◆ Exercise input ◆

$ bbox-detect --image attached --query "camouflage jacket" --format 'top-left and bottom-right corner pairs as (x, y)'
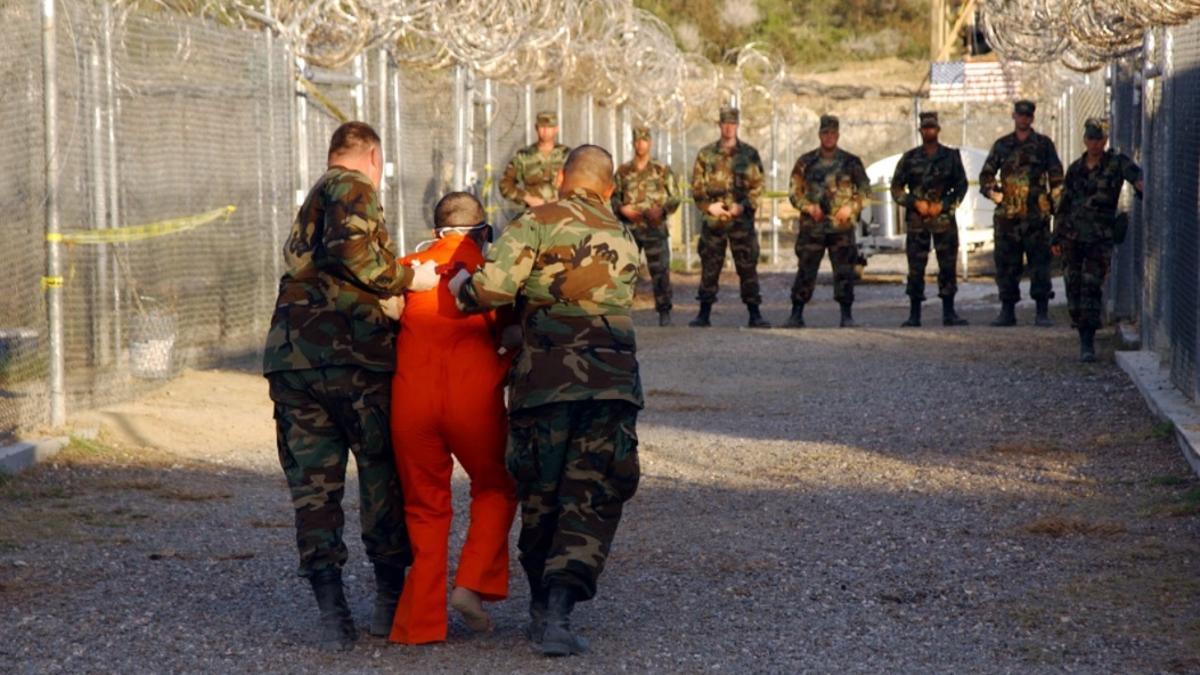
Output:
(499, 143), (571, 206)
(890, 143), (969, 233)
(1053, 150), (1142, 244)
(691, 140), (764, 225)
(979, 130), (1064, 224)
(263, 167), (411, 375)
(612, 158), (681, 232)
(454, 187), (643, 412)
(789, 147), (871, 233)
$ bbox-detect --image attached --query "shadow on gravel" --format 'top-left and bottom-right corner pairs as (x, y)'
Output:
(1, 436), (1198, 673)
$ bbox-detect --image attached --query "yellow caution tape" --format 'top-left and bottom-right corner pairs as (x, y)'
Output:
(297, 76), (349, 124)
(51, 205), (237, 245)
(41, 276), (63, 289)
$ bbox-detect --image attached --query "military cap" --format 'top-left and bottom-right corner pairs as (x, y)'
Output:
(919, 111), (940, 129)
(1013, 100), (1036, 116)
(632, 125), (651, 141)
(535, 110), (557, 127)
(718, 105), (740, 123)
(819, 114), (839, 132)
(1084, 117), (1109, 140)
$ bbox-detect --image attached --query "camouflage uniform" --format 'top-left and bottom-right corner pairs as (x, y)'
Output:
(500, 112), (571, 208)
(1053, 147), (1141, 330)
(979, 110), (1064, 306)
(263, 166), (413, 578)
(613, 129), (681, 314)
(788, 141), (870, 306)
(891, 140), (969, 301)
(454, 186), (643, 602)
(690, 136), (765, 306)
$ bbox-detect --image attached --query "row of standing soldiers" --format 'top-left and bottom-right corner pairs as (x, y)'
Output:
(500, 101), (1143, 361)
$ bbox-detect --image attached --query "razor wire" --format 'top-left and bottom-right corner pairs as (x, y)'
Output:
(981, 0), (1200, 70)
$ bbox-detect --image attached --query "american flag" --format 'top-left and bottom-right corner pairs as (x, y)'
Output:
(929, 61), (1017, 103)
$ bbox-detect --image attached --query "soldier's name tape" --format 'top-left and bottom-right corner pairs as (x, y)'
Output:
(46, 205), (237, 246)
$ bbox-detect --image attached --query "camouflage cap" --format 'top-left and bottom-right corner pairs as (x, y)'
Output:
(718, 105), (740, 123)
(536, 110), (558, 127)
(1014, 99), (1036, 116)
(819, 114), (839, 132)
(919, 111), (940, 129)
(632, 125), (651, 141)
(1084, 117), (1109, 140)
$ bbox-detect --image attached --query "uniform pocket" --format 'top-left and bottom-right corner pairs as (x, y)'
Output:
(608, 420), (641, 502)
(505, 416), (542, 490)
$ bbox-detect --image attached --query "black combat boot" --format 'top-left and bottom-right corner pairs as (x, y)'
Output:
(368, 563), (406, 637)
(942, 296), (968, 326)
(1079, 327), (1097, 363)
(783, 301), (806, 328)
(541, 584), (588, 656)
(901, 297), (921, 327)
(839, 302), (856, 328)
(990, 301), (1017, 327)
(1034, 298), (1054, 327)
(688, 302), (712, 327)
(525, 570), (549, 644)
(309, 568), (357, 652)
(746, 304), (771, 328)
(658, 309), (672, 327)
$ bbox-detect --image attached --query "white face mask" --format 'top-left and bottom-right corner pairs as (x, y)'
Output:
(435, 224), (490, 239)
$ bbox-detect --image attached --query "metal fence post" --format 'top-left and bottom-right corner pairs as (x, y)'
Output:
(41, 0), (65, 426)
(524, 83), (533, 146)
(770, 103), (779, 266)
(453, 63), (467, 191)
(101, 0), (123, 365)
(390, 60), (407, 253)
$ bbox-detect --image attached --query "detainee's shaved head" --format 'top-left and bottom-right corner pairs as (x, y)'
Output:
(434, 191), (485, 228)
(561, 145), (614, 194)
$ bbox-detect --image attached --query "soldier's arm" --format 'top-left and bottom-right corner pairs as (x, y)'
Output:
(610, 170), (627, 219)
(1044, 138), (1065, 210)
(1121, 154), (1145, 194)
(788, 157), (811, 211)
(742, 149), (765, 212)
(848, 157), (870, 219)
(691, 155), (712, 212)
(455, 213), (538, 313)
(498, 157), (526, 206)
(323, 176), (414, 295)
(890, 154), (913, 208)
(943, 151), (969, 212)
(979, 142), (1002, 197)
(662, 165), (682, 215)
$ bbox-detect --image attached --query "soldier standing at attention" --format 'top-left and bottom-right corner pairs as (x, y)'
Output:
(979, 99), (1064, 327)
(786, 114), (870, 328)
(449, 146), (643, 657)
(688, 105), (770, 328)
(262, 122), (439, 651)
(1051, 118), (1143, 362)
(890, 111), (970, 327)
(500, 111), (571, 209)
(613, 125), (681, 326)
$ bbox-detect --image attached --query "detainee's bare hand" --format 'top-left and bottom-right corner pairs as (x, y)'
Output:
(989, 190), (1004, 205)
(379, 295), (405, 321)
(927, 202), (944, 218)
(619, 205), (643, 222)
(806, 204), (824, 221)
(833, 205), (853, 225)
(914, 200), (930, 216)
(705, 203), (728, 218)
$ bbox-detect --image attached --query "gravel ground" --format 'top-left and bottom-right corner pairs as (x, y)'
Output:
(2, 269), (1200, 674)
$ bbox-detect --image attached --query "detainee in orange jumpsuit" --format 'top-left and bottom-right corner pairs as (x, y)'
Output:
(388, 193), (518, 644)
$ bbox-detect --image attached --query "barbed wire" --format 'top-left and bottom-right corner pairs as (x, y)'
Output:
(981, 0), (1200, 71)
(105, 0), (767, 127)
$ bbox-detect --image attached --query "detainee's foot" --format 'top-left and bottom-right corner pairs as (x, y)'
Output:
(450, 587), (494, 633)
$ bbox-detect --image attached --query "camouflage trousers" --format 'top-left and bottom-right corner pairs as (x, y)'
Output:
(792, 227), (857, 305)
(697, 217), (762, 306)
(994, 218), (1054, 303)
(632, 226), (673, 312)
(507, 400), (640, 601)
(906, 227), (959, 300)
(1062, 240), (1112, 330)
(268, 367), (412, 577)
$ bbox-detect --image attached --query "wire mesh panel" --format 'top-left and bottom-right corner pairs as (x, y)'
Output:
(0, 0), (47, 439)
(1164, 22), (1200, 398)
(393, 67), (456, 254)
(1141, 32), (1170, 370)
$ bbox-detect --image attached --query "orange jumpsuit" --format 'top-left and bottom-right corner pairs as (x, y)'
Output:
(388, 233), (517, 644)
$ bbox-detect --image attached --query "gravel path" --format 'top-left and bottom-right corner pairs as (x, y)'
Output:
(2, 270), (1199, 674)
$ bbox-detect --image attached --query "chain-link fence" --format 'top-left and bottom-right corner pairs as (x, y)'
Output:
(1109, 20), (1200, 400)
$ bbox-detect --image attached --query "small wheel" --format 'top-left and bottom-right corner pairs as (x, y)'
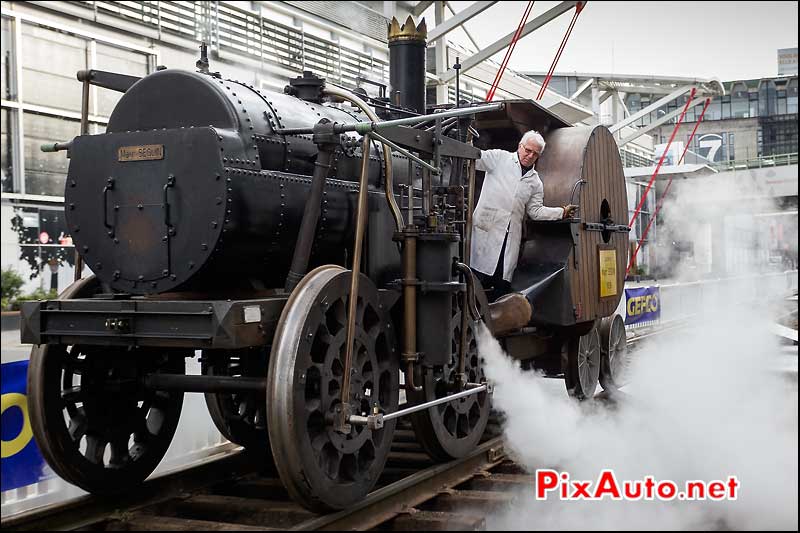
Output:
(202, 347), (269, 450)
(408, 288), (491, 461)
(267, 265), (399, 512)
(563, 325), (601, 400)
(599, 314), (628, 392)
(28, 345), (184, 493)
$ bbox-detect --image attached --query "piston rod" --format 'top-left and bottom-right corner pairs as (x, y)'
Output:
(348, 383), (491, 430)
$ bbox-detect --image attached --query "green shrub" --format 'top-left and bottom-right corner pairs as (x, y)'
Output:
(14, 287), (58, 309)
(1, 268), (25, 310)
(1, 269), (58, 310)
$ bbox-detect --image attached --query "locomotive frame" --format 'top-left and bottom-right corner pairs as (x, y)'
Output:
(20, 16), (631, 513)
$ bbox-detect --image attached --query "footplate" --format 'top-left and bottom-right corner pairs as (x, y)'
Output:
(20, 297), (288, 349)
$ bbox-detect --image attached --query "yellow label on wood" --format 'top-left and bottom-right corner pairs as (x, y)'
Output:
(599, 249), (617, 297)
(118, 144), (164, 161)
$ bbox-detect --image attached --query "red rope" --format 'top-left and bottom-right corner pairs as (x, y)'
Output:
(627, 87), (696, 229)
(625, 98), (712, 276)
(678, 98), (712, 164)
(625, 88), (700, 277)
(486, 1), (534, 102)
(536, 1), (584, 100)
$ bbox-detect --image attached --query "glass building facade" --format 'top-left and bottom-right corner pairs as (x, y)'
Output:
(626, 76), (798, 162)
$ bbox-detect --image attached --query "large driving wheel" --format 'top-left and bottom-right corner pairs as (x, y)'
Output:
(599, 314), (628, 392)
(408, 289), (491, 461)
(202, 347), (269, 451)
(27, 277), (185, 494)
(267, 265), (399, 512)
(563, 325), (601, 400)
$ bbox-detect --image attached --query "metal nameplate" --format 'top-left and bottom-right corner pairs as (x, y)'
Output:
(599, 248), (617, 297)
(244, 305), (262, 323)
(118, 144), (164, 161)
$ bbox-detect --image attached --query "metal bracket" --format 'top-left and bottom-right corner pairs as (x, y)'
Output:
(569, 221), (580, 270)
(583, 222), (631, 233)
(487, 444), (505, 462)
(377, 124), (481, 159)
(105, 317), (131, 333)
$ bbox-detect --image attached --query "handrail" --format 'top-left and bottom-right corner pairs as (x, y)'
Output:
(709, 152), (798, 171)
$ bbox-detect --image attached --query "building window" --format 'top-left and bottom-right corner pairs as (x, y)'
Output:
(720, 94), (731, 120)
(21, 24), (89, 113)
(1, 13), (156, 199)
(1, 108), (12, 193)
(759, 79), (777, 117)
(706, 97), (721, 121)
(788, 78), (798, 114)
(749, 91), (759, 118)
(1, 16), (11, 99)
(731, 82), (748, 118)
(777, 89), (787, 115)
(23, 112), (80, 196)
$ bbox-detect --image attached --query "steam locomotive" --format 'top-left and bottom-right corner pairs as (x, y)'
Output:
(21, 16), (630, 512)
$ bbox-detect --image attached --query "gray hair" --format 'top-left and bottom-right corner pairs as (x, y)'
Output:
(520, 130), (546, 153)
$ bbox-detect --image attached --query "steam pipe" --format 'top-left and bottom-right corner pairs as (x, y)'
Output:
(276, 103), (503, 136)
(323, 86), (404, 232)
(284, 127), (336, 292)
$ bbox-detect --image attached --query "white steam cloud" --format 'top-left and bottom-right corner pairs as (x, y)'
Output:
(479, 171), (798, 529)
(478, 307), (797, 529)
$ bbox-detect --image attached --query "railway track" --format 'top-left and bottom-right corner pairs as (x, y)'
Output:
(2, 325), (685, 532)
(3, 420), (515, 531)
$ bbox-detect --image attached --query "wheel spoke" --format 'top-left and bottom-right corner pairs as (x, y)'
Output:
(146, 406), (166, 435)
(109, 437), (131, 467)
(84, 435), (107, 465)
(67, 409), (88, 441)
(61, 385), (83, 405)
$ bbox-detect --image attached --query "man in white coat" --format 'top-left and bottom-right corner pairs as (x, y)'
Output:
(471, 130), (577, 301)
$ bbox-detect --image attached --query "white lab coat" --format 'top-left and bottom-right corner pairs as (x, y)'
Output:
(470, 149), (564, 281)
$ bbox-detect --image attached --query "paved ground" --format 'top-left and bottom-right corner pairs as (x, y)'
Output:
(2, 327), (30, 364)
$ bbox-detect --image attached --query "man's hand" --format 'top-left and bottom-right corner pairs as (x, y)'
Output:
(562, 204), (579, 219)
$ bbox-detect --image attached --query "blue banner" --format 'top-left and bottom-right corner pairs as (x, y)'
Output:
(1, 360), (50, 492)
(624, 286), (661, 325)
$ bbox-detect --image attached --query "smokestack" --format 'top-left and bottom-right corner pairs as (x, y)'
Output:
(388, 15), (427, 115)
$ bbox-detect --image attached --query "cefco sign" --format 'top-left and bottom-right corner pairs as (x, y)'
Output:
(778, 48), (798, 76)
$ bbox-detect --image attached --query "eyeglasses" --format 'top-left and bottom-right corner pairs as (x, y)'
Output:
(519, 144), (541, 157)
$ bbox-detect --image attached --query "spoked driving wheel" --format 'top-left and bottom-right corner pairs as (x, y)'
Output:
(267, 265), (399, 512)
(564, 324), (601, 400)
(202, 347), (269, 451)
(408, 289), (491, 461)
(599, 314), (629, 392)
(27, 344), (184, 493)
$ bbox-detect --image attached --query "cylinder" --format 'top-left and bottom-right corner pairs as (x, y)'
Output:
(416, 233), (458, 366)
(388, 16), (427, 115)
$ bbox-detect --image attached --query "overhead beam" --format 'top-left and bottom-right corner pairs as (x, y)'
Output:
(604, 82), (693, 96)
(434, 1), (448, 104)
(615, 90), (630, 118)
(445, 1), (481, 52)
(437, 1), (580, 84)
(618, 97), (707, 146)
(412, 0), (435, 17)
(609, 84), (694, 133)
(427, 1), (496, 43)
(570, 77), (594, 100)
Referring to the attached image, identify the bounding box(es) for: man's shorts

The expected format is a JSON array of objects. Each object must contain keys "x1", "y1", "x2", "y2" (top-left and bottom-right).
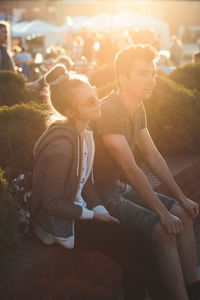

◆ What is expected ◆
Copy every line from the records that holds the string "building".

◆ Exercise answer ◆
$ bbox-detect --image attached --query "glass building facade" --format 'top-left and bottom-right corner pairs as (x, y)'
$ bbox-detect --image attached --query "building window" --format 'top-left and bottom-right corner pairs as (x, y)'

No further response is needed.